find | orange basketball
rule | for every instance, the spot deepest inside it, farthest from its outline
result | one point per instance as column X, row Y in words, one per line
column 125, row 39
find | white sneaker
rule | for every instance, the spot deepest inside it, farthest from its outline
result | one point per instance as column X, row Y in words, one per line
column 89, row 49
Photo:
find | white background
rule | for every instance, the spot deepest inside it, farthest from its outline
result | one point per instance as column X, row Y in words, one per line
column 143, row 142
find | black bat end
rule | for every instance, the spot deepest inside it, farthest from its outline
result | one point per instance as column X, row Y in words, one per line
┄┄┄┄┄┄┄┄┄┄
• The problem
Every line above in which the word "white" occurs is to be copied.

• Answer space
find | white sneaker
find | white background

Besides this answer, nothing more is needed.